**Exercise**
Reproduce precisely the lines of the listing below, starting with the line that contains "pixel 242 132." and stopping after the line that contains "Task: tag every instance of the steep"; include nothing else.

**Given data**
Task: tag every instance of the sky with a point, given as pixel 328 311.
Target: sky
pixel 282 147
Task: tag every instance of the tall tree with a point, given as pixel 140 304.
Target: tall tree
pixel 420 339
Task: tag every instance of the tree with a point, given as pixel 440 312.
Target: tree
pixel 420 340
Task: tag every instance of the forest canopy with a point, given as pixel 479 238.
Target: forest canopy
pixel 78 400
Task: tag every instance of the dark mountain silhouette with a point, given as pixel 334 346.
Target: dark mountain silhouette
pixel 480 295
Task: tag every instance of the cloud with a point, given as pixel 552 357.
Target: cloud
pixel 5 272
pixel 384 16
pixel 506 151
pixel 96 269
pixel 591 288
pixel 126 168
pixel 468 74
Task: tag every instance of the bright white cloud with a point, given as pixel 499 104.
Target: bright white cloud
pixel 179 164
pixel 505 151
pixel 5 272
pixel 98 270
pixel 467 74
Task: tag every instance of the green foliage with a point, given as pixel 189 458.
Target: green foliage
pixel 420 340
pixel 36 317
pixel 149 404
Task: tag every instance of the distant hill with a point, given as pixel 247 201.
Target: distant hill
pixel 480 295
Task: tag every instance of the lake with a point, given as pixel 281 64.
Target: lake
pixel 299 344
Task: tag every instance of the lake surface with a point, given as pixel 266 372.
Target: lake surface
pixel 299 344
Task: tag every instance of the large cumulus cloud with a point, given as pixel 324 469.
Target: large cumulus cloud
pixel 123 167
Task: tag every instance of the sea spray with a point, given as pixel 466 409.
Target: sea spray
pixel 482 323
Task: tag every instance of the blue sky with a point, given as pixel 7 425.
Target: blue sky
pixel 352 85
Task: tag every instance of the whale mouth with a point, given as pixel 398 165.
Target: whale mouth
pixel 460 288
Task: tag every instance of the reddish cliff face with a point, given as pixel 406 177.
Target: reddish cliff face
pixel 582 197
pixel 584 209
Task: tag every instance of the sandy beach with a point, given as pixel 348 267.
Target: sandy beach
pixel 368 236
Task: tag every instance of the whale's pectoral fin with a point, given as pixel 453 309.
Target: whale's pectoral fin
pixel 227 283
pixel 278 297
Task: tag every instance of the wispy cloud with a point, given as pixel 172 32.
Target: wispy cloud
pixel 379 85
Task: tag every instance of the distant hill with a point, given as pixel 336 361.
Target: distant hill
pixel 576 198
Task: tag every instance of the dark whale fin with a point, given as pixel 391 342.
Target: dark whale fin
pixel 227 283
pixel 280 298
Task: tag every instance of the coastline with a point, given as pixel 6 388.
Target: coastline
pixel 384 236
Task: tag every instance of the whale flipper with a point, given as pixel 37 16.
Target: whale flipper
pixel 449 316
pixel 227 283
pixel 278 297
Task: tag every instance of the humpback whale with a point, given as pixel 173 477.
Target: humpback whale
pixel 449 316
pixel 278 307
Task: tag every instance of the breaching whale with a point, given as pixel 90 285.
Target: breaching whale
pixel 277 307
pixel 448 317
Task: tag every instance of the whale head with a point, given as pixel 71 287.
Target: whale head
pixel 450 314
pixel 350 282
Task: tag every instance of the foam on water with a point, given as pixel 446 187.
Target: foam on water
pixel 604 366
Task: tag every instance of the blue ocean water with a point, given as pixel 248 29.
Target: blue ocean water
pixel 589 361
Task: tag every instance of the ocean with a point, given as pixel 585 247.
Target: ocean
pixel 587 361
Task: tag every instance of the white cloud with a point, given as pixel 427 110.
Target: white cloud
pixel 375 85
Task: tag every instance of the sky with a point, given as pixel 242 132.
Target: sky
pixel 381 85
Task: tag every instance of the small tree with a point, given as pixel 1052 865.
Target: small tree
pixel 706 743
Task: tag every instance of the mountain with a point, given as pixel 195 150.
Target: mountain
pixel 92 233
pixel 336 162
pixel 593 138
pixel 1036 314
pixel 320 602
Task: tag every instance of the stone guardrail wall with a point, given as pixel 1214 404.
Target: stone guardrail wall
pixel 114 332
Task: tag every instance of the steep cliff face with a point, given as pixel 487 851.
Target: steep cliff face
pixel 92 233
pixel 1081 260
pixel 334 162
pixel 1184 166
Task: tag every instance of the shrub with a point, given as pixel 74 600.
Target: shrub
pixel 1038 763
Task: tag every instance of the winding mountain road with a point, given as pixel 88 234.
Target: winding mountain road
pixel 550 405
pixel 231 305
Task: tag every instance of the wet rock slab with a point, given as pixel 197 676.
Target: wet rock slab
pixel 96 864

**Reply to the task**
Task: tag every instance of the sky with a point, given as pixel 242 132.
Target: sky
pixel 381 85
Task: tag every instance of the small tree with a point, given as pixel 1052 865.
Target: small tree
pixel 706 743
Task: tag every instance of the mountain with a point, given as pixel 195 150.
Target: mountain
pixel 92 233
pixel 336 162
pixel 593 138
pixel 1036 314
pixel 320 602
Task: tag every instance of the stone guardrail wall with a point, given as pixel 1214 404.
Target: stone guardrail wall
pixel 114 332
Task: tag every instance of the steep cliff face with a point, given as pixel 487 851.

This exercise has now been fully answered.